#### DATA
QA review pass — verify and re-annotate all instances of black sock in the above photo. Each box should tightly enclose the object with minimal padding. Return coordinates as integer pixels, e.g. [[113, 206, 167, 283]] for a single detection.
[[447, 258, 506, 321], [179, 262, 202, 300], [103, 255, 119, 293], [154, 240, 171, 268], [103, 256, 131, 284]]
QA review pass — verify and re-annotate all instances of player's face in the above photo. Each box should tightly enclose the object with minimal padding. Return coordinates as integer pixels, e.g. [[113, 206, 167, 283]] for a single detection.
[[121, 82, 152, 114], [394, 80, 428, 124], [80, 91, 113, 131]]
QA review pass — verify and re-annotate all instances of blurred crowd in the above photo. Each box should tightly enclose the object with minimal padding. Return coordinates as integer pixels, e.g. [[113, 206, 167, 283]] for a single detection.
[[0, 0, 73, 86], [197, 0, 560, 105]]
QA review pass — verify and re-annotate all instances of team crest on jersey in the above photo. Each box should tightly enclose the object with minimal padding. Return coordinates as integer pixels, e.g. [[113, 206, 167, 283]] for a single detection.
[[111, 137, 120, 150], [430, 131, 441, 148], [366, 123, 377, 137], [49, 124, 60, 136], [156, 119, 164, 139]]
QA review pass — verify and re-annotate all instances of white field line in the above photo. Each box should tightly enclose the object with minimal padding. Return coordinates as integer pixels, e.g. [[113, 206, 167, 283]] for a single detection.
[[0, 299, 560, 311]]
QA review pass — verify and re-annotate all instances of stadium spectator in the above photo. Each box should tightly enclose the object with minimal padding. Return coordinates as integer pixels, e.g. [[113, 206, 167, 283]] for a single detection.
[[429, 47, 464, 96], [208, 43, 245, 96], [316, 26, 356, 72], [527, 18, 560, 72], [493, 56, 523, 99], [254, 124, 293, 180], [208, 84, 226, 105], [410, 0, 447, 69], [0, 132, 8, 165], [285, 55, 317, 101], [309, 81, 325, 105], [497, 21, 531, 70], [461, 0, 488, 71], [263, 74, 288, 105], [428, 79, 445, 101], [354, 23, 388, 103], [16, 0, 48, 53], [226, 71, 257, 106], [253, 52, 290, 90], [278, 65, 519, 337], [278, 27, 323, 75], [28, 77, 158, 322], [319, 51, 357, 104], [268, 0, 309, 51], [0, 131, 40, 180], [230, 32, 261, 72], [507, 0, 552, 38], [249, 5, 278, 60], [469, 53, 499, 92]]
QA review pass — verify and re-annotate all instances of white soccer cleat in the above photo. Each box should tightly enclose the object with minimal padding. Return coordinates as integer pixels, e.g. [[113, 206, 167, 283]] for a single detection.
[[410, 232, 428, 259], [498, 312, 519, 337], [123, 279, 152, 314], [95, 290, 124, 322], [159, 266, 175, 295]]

#### REQUIREMENT
Retype the data from the line containing "QA review pass — verify and re-annotate all instances of stadium" through the end of the data, character for character.

#### WORKED SOLUTION
QA review pass — verify and re-annotate all instances of stadium spectator in the above photo. Each box should tightly enclose the object with minimal padding. Return coordinates as integer pixels, e.g. [[113, 206, 167, 283]] for a single detection.
[[429, 47, 464, 96], [208, 43, 245, 96], [316, 26, 356, 72], [527, 18, 560, 72], [493, 56, 523, 99], [254, 124, 293, 180], [208, 84, 226, 105], [410, 0, 447, 69], [0, 132, 8, 165], [285, 55, 317, 101], [309, 81, 325, 105], [497, 21, 531, 70], [461, 0, 488, 71], [263, 74, 288, 105], [428, 79, 445, 101], [354, 23, 388, 103], [16, 0, 48, 53], [226, 71, 257, 106], [253, 52, 290, 90], [278, 65, 519, 337], [278, 27, 323, 75], [28, 77, 158, 322], [319, 51, 357, 104], [268, 0, 309, 51], [0, 131, 40, 180], [230, 32, 261, 72], [507, 0, 552, 38], [249, 5, 278, 60], [469, 53, 499, 92]]
QA review pass — verify and re-annotate all instances of white soccer cleat in the above photo. Each box should tightly enclose the object with minimal padding. Return coordinates as integer pixels, e.g. [[113, 206, 167, 283]] for a single detection.
[[410, 232, 428, 259], [498, 312, 519, 337], [123, 279, 152, 314], [95, 290, 124, 322], [159, 266, 175, 295]]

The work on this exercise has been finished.